--- Request ---
Find each of the lines below that contains the word "naga" and copy those lines out.

--- Records to process ---
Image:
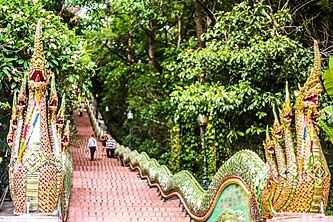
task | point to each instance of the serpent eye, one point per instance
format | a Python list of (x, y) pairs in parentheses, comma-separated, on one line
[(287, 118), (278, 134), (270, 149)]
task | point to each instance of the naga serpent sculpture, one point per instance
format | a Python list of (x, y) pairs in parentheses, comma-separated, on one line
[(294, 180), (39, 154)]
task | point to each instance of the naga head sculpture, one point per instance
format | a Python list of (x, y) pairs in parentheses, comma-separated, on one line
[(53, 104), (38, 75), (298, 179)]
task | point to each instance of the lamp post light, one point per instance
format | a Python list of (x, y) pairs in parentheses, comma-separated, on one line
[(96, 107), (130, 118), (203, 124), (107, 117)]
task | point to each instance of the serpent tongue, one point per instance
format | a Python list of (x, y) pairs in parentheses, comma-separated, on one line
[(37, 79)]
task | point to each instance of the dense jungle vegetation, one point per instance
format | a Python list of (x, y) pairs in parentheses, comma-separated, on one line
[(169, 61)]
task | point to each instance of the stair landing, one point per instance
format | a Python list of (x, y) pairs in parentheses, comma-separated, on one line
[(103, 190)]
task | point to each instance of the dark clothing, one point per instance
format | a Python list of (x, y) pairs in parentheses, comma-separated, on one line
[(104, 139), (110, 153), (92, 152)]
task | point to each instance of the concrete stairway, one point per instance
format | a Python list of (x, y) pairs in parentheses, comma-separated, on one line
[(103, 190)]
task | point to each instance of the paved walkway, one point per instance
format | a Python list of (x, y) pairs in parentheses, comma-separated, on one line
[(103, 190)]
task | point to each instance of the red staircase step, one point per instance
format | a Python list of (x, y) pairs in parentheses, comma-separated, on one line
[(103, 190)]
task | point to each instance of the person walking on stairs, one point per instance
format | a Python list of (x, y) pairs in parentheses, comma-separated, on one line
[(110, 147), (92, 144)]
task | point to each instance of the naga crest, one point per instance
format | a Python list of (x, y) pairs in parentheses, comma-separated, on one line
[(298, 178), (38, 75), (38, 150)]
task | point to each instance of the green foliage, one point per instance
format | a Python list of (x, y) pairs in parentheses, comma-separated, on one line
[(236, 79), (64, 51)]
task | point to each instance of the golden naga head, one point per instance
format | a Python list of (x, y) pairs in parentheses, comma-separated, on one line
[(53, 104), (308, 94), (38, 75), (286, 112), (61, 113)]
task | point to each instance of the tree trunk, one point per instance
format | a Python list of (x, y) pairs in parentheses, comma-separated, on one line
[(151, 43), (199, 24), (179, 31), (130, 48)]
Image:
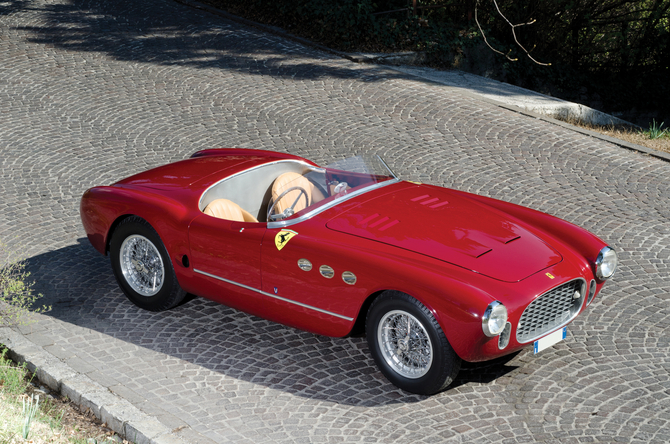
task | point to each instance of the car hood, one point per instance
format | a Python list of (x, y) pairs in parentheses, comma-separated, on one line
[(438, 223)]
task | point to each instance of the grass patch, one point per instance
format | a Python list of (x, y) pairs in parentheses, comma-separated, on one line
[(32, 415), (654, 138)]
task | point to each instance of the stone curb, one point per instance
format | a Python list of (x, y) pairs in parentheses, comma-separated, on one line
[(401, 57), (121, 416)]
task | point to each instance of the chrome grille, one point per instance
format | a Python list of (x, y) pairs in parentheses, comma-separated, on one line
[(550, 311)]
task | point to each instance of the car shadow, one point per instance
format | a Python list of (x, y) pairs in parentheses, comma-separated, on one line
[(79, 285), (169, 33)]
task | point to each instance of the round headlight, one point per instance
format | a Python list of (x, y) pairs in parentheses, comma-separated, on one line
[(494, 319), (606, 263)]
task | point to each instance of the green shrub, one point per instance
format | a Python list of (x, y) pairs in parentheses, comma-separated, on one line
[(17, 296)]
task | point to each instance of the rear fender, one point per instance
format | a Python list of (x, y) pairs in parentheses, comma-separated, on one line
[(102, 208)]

...

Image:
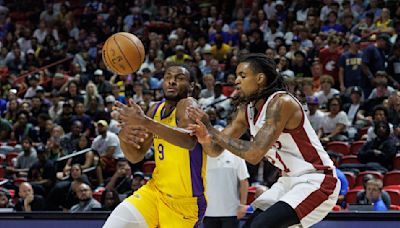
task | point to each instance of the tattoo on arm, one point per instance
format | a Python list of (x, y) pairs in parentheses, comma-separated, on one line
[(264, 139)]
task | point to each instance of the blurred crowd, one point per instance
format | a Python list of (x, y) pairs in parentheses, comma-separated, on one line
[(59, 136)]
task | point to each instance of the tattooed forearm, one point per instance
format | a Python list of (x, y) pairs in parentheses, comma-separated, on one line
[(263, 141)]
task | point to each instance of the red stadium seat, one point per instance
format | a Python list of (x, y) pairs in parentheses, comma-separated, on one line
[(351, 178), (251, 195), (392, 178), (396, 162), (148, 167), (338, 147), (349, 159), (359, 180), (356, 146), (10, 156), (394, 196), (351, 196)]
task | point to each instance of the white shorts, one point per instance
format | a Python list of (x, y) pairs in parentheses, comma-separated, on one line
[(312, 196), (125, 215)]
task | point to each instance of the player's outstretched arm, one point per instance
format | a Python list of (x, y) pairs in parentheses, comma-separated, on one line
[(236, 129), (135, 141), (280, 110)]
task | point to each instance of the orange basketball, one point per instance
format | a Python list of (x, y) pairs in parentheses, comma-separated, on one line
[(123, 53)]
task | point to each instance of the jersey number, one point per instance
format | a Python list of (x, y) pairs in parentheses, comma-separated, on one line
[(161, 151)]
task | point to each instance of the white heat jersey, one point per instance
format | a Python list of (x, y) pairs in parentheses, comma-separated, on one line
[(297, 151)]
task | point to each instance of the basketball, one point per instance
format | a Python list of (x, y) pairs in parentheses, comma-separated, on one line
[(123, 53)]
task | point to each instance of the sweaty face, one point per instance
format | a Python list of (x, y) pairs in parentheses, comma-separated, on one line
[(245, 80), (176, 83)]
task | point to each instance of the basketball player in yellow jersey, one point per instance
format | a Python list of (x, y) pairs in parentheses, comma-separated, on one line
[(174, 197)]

--- Full solution ---
task | point to each instance of the naga serpent sculpture, one point per instance
task | point to each instance of the naga head sculpture, one point per instance
task | point to each instance of the naga crest, one point per instance
task | point to each instance of the golden naga head, one point per instance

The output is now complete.